== Supplied data ==

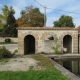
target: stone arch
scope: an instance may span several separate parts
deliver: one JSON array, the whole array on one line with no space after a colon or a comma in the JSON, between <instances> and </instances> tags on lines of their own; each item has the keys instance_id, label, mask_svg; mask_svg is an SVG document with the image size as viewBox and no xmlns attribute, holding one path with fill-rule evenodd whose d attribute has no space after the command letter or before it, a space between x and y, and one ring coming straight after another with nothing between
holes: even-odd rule
<instances>
[{"instance_id":1,"label":"stone arch","mask_svg":"<svg viewBox=\"0 0 80 80\"><path fill-rule=\"evenodd\" d=\"M63 53L72 53L72 36L65 35L63 37Z\"/></svg>"},{"instance_id":2,"label":"stone arch","mask_svg":"<svg viewBox=\"0 0 80 80\"><path fill-rule=\"evenodd\" d=\"M35 53L35 37L27 35L24 38L24 55Z\"/></svg>"}]
</instances>

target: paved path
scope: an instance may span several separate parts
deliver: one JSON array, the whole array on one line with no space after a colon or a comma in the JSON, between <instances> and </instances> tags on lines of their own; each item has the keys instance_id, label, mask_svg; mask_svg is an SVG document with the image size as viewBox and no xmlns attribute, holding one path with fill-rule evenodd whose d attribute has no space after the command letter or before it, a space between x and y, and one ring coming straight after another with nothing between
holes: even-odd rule
<instances>
[{"instance_id":1,"label":"paved path","mask_svg":"<svg viewBox=\"0 0 80 80\"><path fill-rule=\"evenodd\" d=\"M0 46L5 46L6 49L8 49L9 51L11 51L12 53L15 50L18 50L18 44L4 44L4 45L0 45Z\"/></svg>"}]
</instances>

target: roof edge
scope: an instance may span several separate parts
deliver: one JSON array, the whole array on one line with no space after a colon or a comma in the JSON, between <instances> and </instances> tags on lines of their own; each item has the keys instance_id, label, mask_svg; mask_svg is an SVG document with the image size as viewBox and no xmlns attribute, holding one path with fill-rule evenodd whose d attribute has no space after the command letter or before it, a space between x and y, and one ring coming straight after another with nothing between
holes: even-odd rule
<instances>
[{"instance_id":1,"label":"roof edge","mask_svg":"<svg viewBox=\"0 0 80 80\"><path fill-rule=\"evenodd\" d=\"M78 30L70 27L18 27L18 30Z\"/></svg>"}]
</instances>

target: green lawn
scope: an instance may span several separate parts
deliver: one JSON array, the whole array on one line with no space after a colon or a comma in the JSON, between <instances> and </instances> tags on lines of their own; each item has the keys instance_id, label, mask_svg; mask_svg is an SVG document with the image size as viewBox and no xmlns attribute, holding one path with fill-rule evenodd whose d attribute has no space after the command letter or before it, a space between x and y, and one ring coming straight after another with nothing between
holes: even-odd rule
<instances>
[{"instance_id":1,"label":"green lawn","mask_svg":"<svg viewBox=\"0 0 80 80\"><path fill-rule=\"evenodd\" d=\"M1 71L0 80L70 80L57 70L53 64L42 55L29 56L39 61L44 70Z\"/></svg>"},{"instance_id":2,"label":"green lawn","mask_svg":"<svg viewBox=\"0 0 80 80\"><path fill-rule=\"evenodd\" d=\"M0 80L69 80L58 70L41 70L27 72L0 72Z\"/></svg>"}]
</instances>

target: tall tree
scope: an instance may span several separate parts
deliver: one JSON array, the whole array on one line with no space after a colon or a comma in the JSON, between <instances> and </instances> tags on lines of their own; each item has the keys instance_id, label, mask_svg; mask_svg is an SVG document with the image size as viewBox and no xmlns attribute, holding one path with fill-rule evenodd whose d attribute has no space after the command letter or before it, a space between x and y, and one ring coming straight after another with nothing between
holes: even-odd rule
<instances>
[{"instance_id":1,"label":"tall tree","mask_svg":"<svg viewBox=\"0 0 80 80\"><path fill-rule=\"evenodd\" d=\"M6 25L4 25L4 30L3 30L4 35L16 37L17 36L17 30L16 30L17 27L18 27L18 25L16 24L14 13L11 11L11 12L9 12Z\"/></svg>"},{"instance_id":2,"label":"tall tree","mask_svg":"<svg viewBox=\"0 0 80 80\"><path fill-rule=\"evenodd\" d=\"M21 12L22 26L26 27L43 27L44 14L42 14L39 8L33 8L28 6Z\"/></svg>"},{"instance_id":3,"label":"tall tree","mask_svg":"<svg viewBox=\"0 0 80 80\"><path fill-rule=\"evenodd\" d=\"M53 22L54 27L75 27L71 16L62 15L58 21Z\"/></svg>"},{"instance_id":4,"label":"tall tree","mask_svg":"<svg viewBox=\"0 0 80 80\"><path fill-rule=\"evenodd\" d=\"M7 17L9 15L9 12L15 13L12 6L8 8L8 6L4 5L2 8L2 13L0 13L0 27L2 27L7 22Z\"/></svg>"}]
</instances>

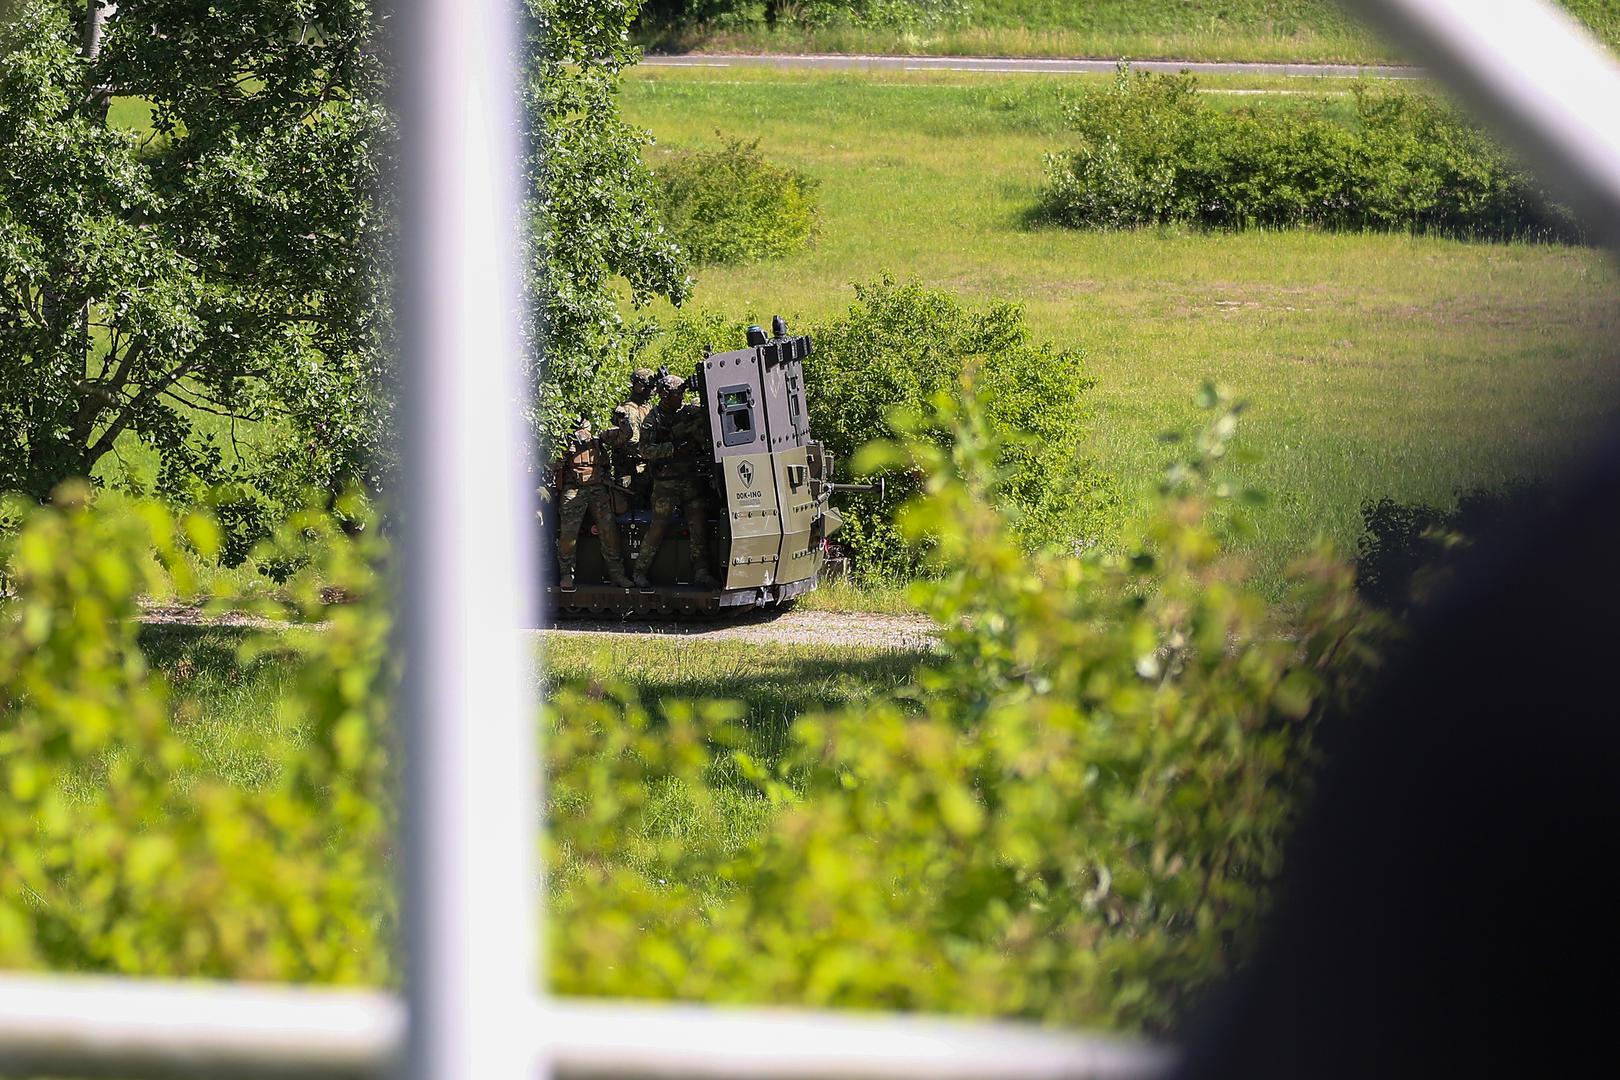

===

Exercise objective: Without the pictures, reproduce the entries exactly.

Result of the task:
target: stone arch
scope: an instance may span several separate parts
deliver: one JSON array, the whole array on one line with no space after a colon or a comma in the JSON, between <instances> and </instances> tags on lines of their own; each item has the keys instance_id, label, mask_svg; mask_svg is an SVG document with the image size as viewBox and no xmlns attribute, holding one path with fill-rule evenodd whose d attribute has no space after the command letter or before it, a space between x and y, and one ring coming straight after another with nothing between
holes: even-odd rule
<instances>
[{"instance_id":1,"label":"stone arch","mask_svg":"<svg viewBox=\"0 0 80 80\"><path fill-rule=\"evenodd\" d=\"M63 53L72 53L72 36L65 35L63 37Z\"/></svg>"},{"instance_id":2,"label":"stone arch","mask_svg":"<svg viewBox=\"0 0 80 80\"><path fill-rule=\"evenodd\" d=\"M35 53L35 37L27 35L24 38L24 55Z\"/></svg>"}]
</instances>

target: paved path
scope: an instance may span several separate parts
deliver: one JSON array, the whole array on one line with no space after a colon or a comma in the JSON, between <instances> and </instances> tags on lines of their own; each item has the keys instance_id, label, mask_svg; mask_svg is an SVG document with the image size as viewBox and no xmlns attribute, holding one path with fill-rule evenodd whose d attribute has no space after the command letter or before it, a space between x and y, and one ring coming straight after another with nothing between
holes: even-odd rule
<instances>
[{"instance_id":1,"label":"paved path","mask_svg":"<svg viewBox=\"0 0 80 80\"><path fill-rule=\"evenodd\" d=\"M0 46L5 46L6 49L8 49L9 51L11 51L12 53L15 50L18 50L18 44L4 44L4 45L0 45Z\"/></svg>"}]
</instances>

target: roof edge
scope: an instance may span several separate parts
deliver: one JSON array, the whole array on one line with no space after a colon or a comma in the JSON, between <instances> and </instances> tags on lines of their own; each item has the keys instance_id, label, mask_svg; mask_svg is an SVG document with the image size as viewBox and no xmlns attribute, holding one path with fill-rule evenodd whose d attribute has no space after the command letter or before it, a space between x and y, and one ring coming straight after another with nothing between
holes: even-odd rule
<instances>
[{"instance_id":1,"label":"roof edge","mask_svg":"<svg viewBox=\"0 0 80 80\"><path fill-rule=\"evenodd\" d=\"M78 30L70 27L18 27L18 30Z\"/></svg>"}]
</instances>

target: green lawn
scope: an instance may span several separate parts
deliver: one JSON array, the whole array on one line with no space after a colon or a comma in the JSON, between <instances> and </instances> tags on lines of their own; each item has the keys instance_id, label, mask_svg; mask_svg is an SVG document with the image size as viewBox and no xmlns attribute, holding one path with fill-rule evenodd whose d attribute has no space after the command letter or before it, a space between x and y, and one ring coming straight after another with nothing between
holes: even-odd rule
<instances>
[{"instance_id":1,"label":"green lawn","mask_svg":"<svg viewBox=\"0 0 80 80\"><path fill-rule=\"evenodd\" d=\"M1 71L0 80L70 80L57 70L53 64L42 55L29 56L39 61L44 70Z\"/></svg>"},{"instance_id":2,"label":"green lawn","mask_svg":"<svg viewBox=\"0 0 80 80\"><path fill-rule=\"evenodd\" d=\"M0 80L69 80L58 70L41 70L27 72L0 72Z\"/></svg>"}]
</instances>

target: tall tree
scope: an instance may span several separate parts
deliver: one JSON array, the whole array on one line with no space after a colon or a comma in the JSON, between <instances> and </instances> tags on lines of their own; each item has the keys instance_id, label, mask_svg; mask_svg is an SVG document with the image size as viewBox and no xmlns attribute, holding one path with fill-rule evenodd whose d attribute has no space after the command letter or before it, a space between x and y, and one ring coming straight after another with nothing between
holes: even-odd rule
<instances>
[{"instance_id":1,"label":"tall tree","mask_svg":"<svg viewBox=\"0 0 80 80\"><path fill-rule=\"evenodd\" d=\"M6 25L4 25L4 30L3 30L4 35L16 37L17 36L17 30L16 30L17 27L18 27L18 25L16 24L14 13L11 11L11 12L9 12Z\"/></svg>"},{"instance_id":2,"label":"tall tree","mask_svg":"<svg viewBox=\"0 0 80 80\"><path fill-rule=\"evenodd\" d=\"M21 12L22 26L26 27L43 27L44 14L42 14L39 8L33 8L28 6Z\"/></svg>"},{"instance_id":3,"label":"tall tree","mask_svg":"<svg viewBox=\"0 0 80 80\"><path fill-rule=\"evenodd\" d=\"M53 22L54 27L75 27L71 16L62 15L58 21Z\"/></svg>"},{"instance_id":4,"label":"tall tree","mask_svg":"<svg viewBox=\"0 0 80 80\"><path fill-rule=\"evenodd\" d=\"M7 17L9 15L9 12L15 13L12 6L8 8L8 6L4 5L2 8L2 13L0 13L0 27L2 27L7 22Z\"/></svg>"}]
</instances>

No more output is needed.